SUPPLIED PASSAGE:
---+---
Ask an Ethicist: Fairness in the workplace

June 03, 2016

In partnership with the Rock Ethics Institute, Penn State Today’s feature column, "Ask an Ethicist," aims to shed light on ethical questions from our readers. Each article in this column will feature a different ethical question answered by a Penn State ethicist. We invite you to ask a question by filling out and submitting this form. An archive of the columns can be found on the Rock Ethics Institute website.

Question: In a business environment, what should you do if your boss begins to treat you differently when compared to other colleagues (for example he/she doesn't give you any projects to do or he/she is stern towards you all the time)? Who is the right person to turn to in this situation and are there any ethical concerns I should be thinking about when I approach this?

An ethicist responds: As a professor of management and business ethics I see this as a management issue as much as I see it as an ethical issue. There are many possible causes that can range from previous employee misconduct (something the employee did to which the manager is reacting) to abusive supervision (a hostile, aggressive supervisor who has it out for this particular employee) and lots of possibilities in between. The employee likely sees this as an ethical issue because of the fairness concerns involved.  Being treated fairly means being treated equally to others in the work group and in a non-arbitrary and respectful manner. Questions come to mind such as “why is my boss singling me out for mistreatment and undermining my performance by not giving me work?”
---+---
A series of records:
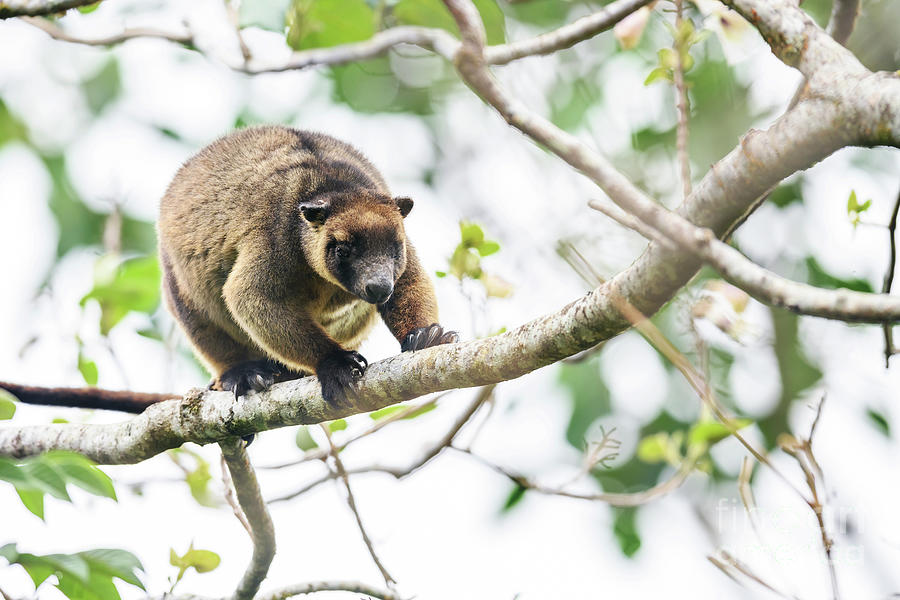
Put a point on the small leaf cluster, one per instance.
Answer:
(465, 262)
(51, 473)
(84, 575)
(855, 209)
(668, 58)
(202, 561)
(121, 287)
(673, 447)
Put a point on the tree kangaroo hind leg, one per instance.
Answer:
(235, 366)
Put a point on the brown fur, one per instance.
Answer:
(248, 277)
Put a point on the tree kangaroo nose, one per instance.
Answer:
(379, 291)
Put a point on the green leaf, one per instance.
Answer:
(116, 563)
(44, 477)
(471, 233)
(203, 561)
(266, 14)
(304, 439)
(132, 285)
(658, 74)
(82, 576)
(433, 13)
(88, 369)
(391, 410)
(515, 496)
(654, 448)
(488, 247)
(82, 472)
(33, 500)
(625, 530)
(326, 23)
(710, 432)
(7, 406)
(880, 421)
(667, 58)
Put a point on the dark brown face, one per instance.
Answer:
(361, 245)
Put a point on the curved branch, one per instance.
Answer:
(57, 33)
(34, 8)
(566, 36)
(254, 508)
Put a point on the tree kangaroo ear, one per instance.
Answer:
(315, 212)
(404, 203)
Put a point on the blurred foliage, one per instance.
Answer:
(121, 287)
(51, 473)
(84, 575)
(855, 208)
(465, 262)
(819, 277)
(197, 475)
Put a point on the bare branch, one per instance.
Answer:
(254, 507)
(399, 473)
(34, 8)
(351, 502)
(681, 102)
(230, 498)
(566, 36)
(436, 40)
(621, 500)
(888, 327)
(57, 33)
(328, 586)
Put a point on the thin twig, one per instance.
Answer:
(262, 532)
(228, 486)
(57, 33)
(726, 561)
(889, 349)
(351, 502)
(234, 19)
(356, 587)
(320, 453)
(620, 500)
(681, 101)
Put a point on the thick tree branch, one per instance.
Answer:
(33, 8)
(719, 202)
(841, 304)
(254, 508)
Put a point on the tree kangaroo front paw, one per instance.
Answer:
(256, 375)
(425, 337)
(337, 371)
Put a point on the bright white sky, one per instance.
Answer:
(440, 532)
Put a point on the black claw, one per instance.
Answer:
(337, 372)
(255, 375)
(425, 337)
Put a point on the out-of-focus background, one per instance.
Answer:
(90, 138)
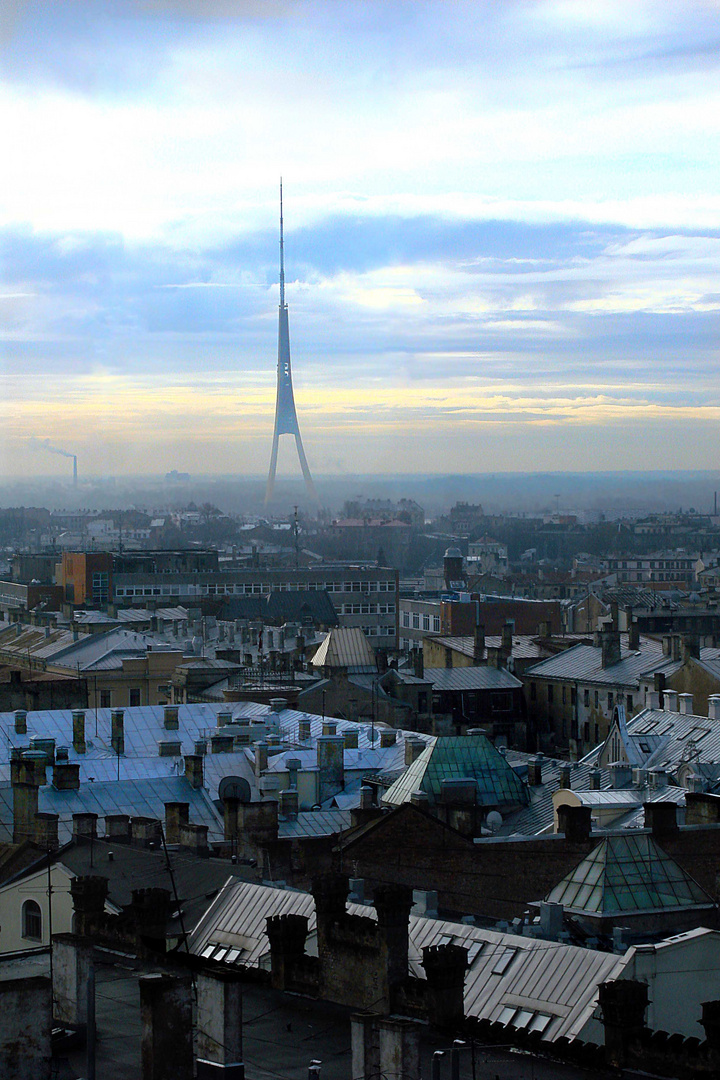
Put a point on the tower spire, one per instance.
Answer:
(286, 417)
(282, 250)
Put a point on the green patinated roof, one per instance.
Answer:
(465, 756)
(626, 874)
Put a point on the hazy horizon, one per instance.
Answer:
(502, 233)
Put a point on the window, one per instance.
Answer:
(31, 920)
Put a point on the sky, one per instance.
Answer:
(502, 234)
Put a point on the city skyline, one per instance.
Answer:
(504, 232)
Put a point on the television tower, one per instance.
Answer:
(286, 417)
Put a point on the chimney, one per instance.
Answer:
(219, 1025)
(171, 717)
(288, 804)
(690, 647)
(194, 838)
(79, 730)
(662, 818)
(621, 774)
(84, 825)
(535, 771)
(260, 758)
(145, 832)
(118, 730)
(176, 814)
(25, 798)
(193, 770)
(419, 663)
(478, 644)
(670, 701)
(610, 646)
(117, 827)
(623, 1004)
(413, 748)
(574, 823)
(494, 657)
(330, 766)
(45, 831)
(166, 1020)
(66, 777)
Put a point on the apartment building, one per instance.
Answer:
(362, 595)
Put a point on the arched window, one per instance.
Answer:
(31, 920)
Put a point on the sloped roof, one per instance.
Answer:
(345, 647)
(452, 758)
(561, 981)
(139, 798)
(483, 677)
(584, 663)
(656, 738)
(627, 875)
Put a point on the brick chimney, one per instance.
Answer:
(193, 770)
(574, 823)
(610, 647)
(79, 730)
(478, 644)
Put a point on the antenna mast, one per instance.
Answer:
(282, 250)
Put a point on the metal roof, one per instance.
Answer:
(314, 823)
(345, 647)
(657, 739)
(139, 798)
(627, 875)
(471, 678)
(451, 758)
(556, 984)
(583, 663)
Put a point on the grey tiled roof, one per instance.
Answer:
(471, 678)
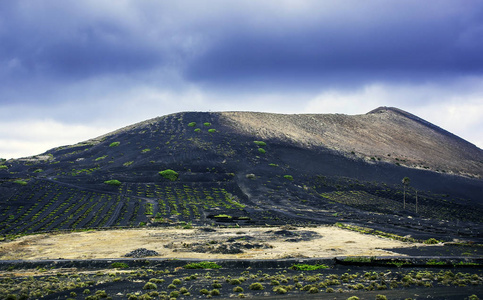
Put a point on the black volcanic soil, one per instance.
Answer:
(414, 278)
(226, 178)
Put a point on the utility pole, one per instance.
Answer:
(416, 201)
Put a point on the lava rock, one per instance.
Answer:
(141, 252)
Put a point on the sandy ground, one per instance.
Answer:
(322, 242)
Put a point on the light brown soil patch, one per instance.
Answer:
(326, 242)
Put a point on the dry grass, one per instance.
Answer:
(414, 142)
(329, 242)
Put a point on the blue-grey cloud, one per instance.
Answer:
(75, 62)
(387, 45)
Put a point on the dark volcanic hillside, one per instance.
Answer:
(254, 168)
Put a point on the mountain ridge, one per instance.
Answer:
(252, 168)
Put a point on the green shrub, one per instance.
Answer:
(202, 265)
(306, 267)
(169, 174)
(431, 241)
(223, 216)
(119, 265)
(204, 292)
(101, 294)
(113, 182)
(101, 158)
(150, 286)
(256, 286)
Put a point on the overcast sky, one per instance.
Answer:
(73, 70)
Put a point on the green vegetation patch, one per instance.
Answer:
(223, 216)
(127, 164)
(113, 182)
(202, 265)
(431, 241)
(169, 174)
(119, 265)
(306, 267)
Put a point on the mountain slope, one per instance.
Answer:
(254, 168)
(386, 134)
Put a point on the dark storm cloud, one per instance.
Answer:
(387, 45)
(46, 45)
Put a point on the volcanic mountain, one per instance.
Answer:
---+---
According to the ethics column, what does being treated fairly mean? The data is separate material with no connection to the ethics column.

Being treated fairly means being treated equally to others in the work group and in a non-arbitrary and respectful manner.